Skip the pictures and extract all of the lines exactly as written.

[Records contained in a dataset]
****

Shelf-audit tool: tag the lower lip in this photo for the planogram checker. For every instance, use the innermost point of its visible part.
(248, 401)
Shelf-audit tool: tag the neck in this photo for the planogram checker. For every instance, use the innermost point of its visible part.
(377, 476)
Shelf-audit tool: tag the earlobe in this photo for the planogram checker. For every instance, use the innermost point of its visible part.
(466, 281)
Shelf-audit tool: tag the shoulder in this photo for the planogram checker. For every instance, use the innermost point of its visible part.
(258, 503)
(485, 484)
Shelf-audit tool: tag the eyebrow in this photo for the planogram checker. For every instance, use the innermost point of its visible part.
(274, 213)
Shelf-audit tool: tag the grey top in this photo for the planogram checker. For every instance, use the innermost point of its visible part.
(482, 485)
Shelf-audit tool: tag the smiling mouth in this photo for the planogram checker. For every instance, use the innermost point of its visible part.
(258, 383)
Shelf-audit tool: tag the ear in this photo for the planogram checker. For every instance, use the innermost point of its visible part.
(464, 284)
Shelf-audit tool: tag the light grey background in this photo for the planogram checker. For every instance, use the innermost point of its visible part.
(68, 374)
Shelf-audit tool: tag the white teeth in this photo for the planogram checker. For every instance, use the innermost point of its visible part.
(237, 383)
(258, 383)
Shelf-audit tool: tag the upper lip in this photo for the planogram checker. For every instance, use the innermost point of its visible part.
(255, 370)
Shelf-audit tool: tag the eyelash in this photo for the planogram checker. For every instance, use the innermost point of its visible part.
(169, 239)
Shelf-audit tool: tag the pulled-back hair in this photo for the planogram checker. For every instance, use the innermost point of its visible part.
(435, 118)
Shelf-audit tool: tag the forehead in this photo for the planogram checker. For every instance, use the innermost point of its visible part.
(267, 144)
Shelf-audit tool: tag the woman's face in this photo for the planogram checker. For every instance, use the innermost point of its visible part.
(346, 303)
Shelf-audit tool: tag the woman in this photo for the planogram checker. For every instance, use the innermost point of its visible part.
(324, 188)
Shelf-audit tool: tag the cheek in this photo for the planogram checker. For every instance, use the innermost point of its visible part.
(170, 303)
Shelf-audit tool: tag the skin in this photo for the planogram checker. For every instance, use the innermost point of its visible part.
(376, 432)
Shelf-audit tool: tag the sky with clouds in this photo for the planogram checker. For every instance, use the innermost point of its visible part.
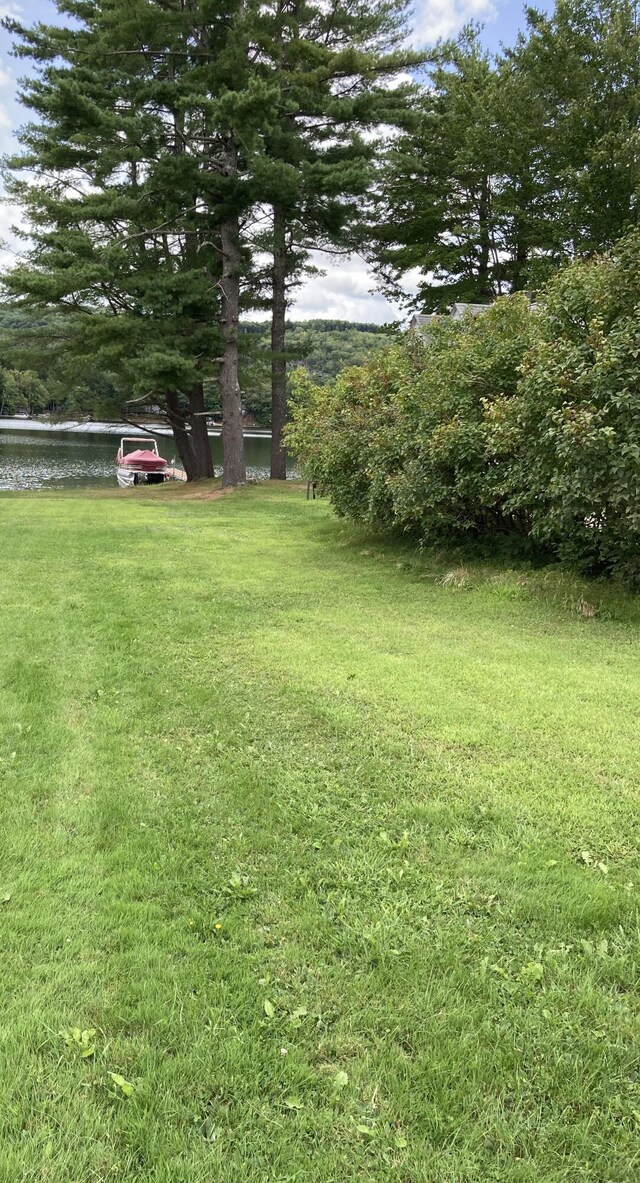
(346, 289)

****

## Solution to this exercise
Shelf-audit tool: tag the lower lip in this photo for the planogram checker. For every instance, use the innermost point of its visible part.
(248, 401)
Shelf-audit tool: tag the neck in this photo for the planogram checker. For every instance, use the innermost point of its visible part.
(377, 476)
Shelf-audit tool: tag the earlobe in this photo for the planogram checker. For every instance, use the innermost point of its visible part.
(466, 281)
Shelf-audit tool: tag the shoulder in this photo for the planogram checker. For every instance, use the innermost point of its visible part.
(258, 503)
(485, 484)
Shelf-audit tool: tag the eyebrow in this photo for the planogram checker. For every instance, use the innermost point of its visible part.
(274, 213)
Shelf-audit tool: tag the grey top in this photo for the planogram checker. For every instance, use the innermost point of its visible part.
(482, 485)
Shelf-audit tool: tag the smiling mouth in this photo for the planogram checker. For every instance, use the innermost point of its visible part.
(258, 383)
Shelf-audit tool: tag the ear in this photo for the planogram checker. For every instance, use the innermost point of its visible part.
(464, 284)
Shelf-audit tool: tag the light grey background in this photo for the planogram checker. For every instance, use the innermost point of its visible part.
(68, 374)
Shelf-audit tool: tag the white teeth in this photo for the planogram checker. For every instance, use the innermost point of its visible part.
(237, 383)
(258, 383)
Shelf-audit tool: tag the upper lip in this photo for the planogram checker. For every instance, use the innermost point of its visible part.
(255, 370)
Shelf-audit tool: tag the eyelash in this photo for the planogram checker. For every instance, use the innermost point of its visible part.
(169, 239)
Shelf-audit tool: tag the pulled-back hair in this photo for the planogram checker. For every instance, use the innermost point of its visible part.
(435, 118)
Shelf-audit tool: tag the forehead in this photo for the planogram checker. For every instance, use the innermost point of its visible part.
(267, 144)
Shelf-audit tool: tag the woman's face in this photo for the planogram checker. For every instance, use the innermost point of its visible part.
(346, 303)
Shelf-audit tool: tag the woman in this photo for the planogram checker. For every instance, use the innermost point of its visible part.
(324, 188)
Shelf-audit tool: tag the cheek in this photo for the planogram checker. For every instance, use the innermost point of its visible part.
(170, 303)
Shelf-audit tool: tag the skin in this photo for the planogram checker. For every instance, use the innermost point of its visible part.
(376, 432)
Shelf-audit tool: tag the sky with clouds in this photo for the planogram checker. For every instance, use the innermost point of its visible part.
(346, 289)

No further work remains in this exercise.